> **Extrait de texte**
◇ ◇ ◇ ◇ ◇

Dans son jugement du 31 juillet 2019, le Conseil de prud’hommes de Bobigny répond par la négative et déclare sans cause réelle et sérieuse le licenciement.
Les parties peuvent faire appel.
1) Faits et procédure
Le 1er juin 2007, Madame X a été engagée par la société UGINE &ALZ (devenue APERAM STAINLESS France), en contrat de travail à durée indéterminée, en qualité de contrôleur de gestion.
A compter du 1er janvier 2014, Madame X est passé à temps partiel, avec une journée de télétravail le mercredi, afin, de poursuivre en externe une formation qu’elle avait commencé en interne en 2013.
Au cours de l’année 2015, Madame X a travaillé sur le projet de transformation IT D’APERAM. Au mois d’octobre 2015 de la même année, il lui a été demandé de transférer la gestion du projet à un établissement d’APERAM en Belgique.
Le 1er janvier 2016, Madame X, ayant finalisé sa formation externe, est repassée à temps plein avec un jour de travail hebdomadaire.

◇ ◇ ◇ ◇ ◇

> **Données fournies**

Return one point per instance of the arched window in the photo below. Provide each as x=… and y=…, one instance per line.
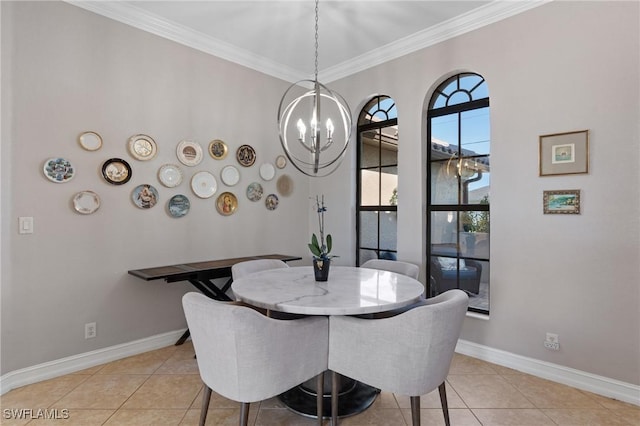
x=458, y=172
x=377, y=180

◇ ◇ ◇ ◇ ◇

> **Consigne**
Poursuivez le texte sur le licenciement de Madame X à partir de sa dernière phrase. La liste n'intervient pas dans ce travail.

> **Résultat attendu**
Le 8 novembre 216, Madame X est convoquée à un entretien préalable fixé au 17 novembre 2016 auquel elle s’est présentée assistée. Son licenciement pour insuffisance professionnelle lui est notifié par lettre recommandée avec accusé de réception le 28 novembre 2016. La société APERAM STAINLESS France dispense Madame X d’effectuer son préavis.
Dans la lettre de licenciement, la société reproche à Madame X :
- Un comportement attentiste, puisqu’elle affirme que ses « collègues directs doivent souvent suppléer des carences dans l’exécution de [ses] fonctions » ;
- La non réalisation de l’automatisation d’un tableau de bord au mois de juin 2015 ;
- L’absence de mise à jour de « Datastock » ;
- Un manque d’implication dans la préparation du budget 2016 et des difficultés rencontrées par dans ses relations avec les autres équipes ;
- Une absence d’information sur les budgets ;
- Une connaissance tardive de la réalisation de « foreats » de « plant costs » chaque mois par la société ;
- Une approche « trop junior » sur l’analyse mensuelle des « managérial fixed costs » ;
- Des difficultés et erreurs sur un dossier ;
Le 9 janvier 2017, Madame X a saisi le Conseil de prud’hommes de Bobigny d’une action en contestation de son licenciement afin de dire et juger son licenciement sans cause réelle et sérieuse.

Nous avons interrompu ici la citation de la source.